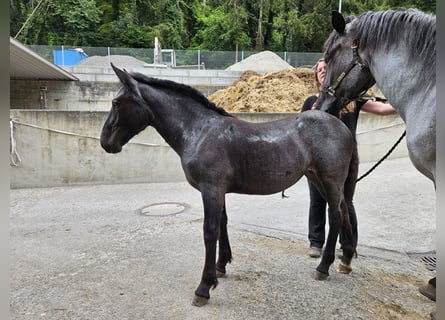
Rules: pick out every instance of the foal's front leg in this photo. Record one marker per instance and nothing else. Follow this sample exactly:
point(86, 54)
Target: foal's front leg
point(335, 222)
point(213, 208)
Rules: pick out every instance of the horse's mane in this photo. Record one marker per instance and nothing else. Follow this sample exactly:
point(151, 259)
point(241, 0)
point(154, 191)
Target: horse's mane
point(182, 89)
point(414, 28)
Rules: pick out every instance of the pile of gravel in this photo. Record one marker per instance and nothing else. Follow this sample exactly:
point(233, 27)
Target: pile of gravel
point(261, 62)
point(121, 61)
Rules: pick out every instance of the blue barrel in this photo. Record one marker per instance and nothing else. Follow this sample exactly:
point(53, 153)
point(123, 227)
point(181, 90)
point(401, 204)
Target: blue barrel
point(68, 57)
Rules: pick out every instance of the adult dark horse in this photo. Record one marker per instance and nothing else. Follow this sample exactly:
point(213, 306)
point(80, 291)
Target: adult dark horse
point(221, 154)
point(397, 51)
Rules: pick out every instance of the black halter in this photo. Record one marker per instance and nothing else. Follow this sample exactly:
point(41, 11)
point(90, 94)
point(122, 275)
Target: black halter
point(356, 60)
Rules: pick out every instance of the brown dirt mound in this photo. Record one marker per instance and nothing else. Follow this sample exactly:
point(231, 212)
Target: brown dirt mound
point(279, 91)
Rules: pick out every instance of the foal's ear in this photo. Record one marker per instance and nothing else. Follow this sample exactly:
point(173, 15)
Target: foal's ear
point(127, 80)
point(338, 22)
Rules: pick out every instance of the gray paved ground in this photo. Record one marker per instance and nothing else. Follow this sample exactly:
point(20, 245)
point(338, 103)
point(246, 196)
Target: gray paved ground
point(90, 253)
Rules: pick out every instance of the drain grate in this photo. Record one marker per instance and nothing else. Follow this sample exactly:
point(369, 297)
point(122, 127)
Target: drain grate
point(163, 209)
point(428, 259)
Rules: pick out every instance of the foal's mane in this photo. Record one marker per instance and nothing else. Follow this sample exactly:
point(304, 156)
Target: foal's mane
point(181, 89)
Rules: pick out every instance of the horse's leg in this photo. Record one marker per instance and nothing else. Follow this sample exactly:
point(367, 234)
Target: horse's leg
point(349, 231)
point(335, 210)
point(225, 253)
point(213, 208)
point(348, 239)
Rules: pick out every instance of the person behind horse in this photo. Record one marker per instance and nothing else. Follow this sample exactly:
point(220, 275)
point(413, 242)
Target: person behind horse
point(349, 115)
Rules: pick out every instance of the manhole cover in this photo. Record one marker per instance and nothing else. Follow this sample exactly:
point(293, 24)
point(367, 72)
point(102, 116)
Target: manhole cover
point(163, 209)
point(428, 259)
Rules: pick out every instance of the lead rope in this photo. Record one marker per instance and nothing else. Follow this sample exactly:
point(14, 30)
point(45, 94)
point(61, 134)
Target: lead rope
point(15, 157)
point(383, 158)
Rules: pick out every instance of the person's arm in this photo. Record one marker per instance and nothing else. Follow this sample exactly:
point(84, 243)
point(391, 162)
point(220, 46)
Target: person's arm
point(378, 108)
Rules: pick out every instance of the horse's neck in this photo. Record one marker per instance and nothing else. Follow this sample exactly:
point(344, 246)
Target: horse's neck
point(179, 122)
point(397, 81)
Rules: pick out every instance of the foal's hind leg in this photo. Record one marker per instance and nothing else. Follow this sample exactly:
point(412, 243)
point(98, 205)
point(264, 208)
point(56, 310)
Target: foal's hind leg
point(225, 253)
point(349, 233)
point(213, 207)
point(348, 239)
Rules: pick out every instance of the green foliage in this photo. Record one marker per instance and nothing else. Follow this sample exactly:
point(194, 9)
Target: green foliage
point(284, 25)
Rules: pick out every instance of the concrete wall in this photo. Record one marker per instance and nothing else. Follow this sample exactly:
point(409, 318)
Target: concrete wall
point(97, 86)
point(60, 148)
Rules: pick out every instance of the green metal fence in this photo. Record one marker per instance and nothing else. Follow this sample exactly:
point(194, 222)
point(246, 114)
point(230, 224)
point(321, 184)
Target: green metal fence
point(212, 60)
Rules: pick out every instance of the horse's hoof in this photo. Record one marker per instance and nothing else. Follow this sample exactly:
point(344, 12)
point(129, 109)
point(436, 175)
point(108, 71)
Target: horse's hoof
point(344, 268)
point(320, 275)
point(220, 274)
point(199, 301)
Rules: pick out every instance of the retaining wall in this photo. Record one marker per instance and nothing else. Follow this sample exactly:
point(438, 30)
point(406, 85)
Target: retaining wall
point(60, 148)
point(97, 86)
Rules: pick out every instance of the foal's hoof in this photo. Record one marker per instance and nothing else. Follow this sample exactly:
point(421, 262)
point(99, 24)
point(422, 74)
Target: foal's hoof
point(199, 301)
point(320, 275)
point(220, 274)
point(344, 268)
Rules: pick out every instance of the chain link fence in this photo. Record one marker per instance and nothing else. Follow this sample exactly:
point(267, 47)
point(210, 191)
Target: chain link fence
point(199, 59)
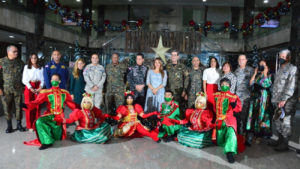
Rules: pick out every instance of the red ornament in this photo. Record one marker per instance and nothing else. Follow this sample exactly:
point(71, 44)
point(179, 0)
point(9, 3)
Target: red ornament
point(192, 23)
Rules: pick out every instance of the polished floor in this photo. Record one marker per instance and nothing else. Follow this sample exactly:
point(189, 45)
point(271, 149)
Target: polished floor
point(136, 153)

Exercise objective –
Give the records again from the line with "Rules: pick out every instance of the drain" up to and including the line with "point(383, 158)", with "marker" replaced by "dot" throughout and nothing else changed. Return only those lines.

Expected answer –
Rules: pick out every instance of the drain grate in this photo. Record one dot per instance and nothing else. Follow this sample exactly:
point(369, 297)
point(122, 127)
Target: drain grate
point(163, 209)
point(428, 259)
Rules: pick out every instance of the foal's mane in this photo. Record one dot per instance and nothing else. Follow this sample exactly:
point(304, 156)
Target: foal's mane
point(181, 89)
Rules: pick out every instance of the horse's leg in this photo. Record one dot per instance and nothing else. Follow this sample exactly:
point(367, 234)
Target: horse's leg
point(349, 231)
point(335, 210)
point(225, 253)
point(213, 208)
point(348, 239)
Rules: pick out every instance of the person behind horse in this photo. Record one dot per instance and nothing else. Follow this sample exactly:
point(220, 275)
point(413, 242)
Target: person behind horse
point(349, 115)
Rules: pick out every instance of the manhole cover in this photo. Record one dot per instance and nothing else. Follow this sample exactly:
point(293, 24)
point(367, 72)
point(102, 116)
Target: manhole cover
point(163, 209)
point(428, 259)
Rules: pick out every instance of the lead rope in this photo. Record one dot per instance and nothing else. Follow this sample exactly:
point(14, 30)
point(45, 94)
point(61, 134)
Target: lead rope
point(15, 157)
point(383, 158)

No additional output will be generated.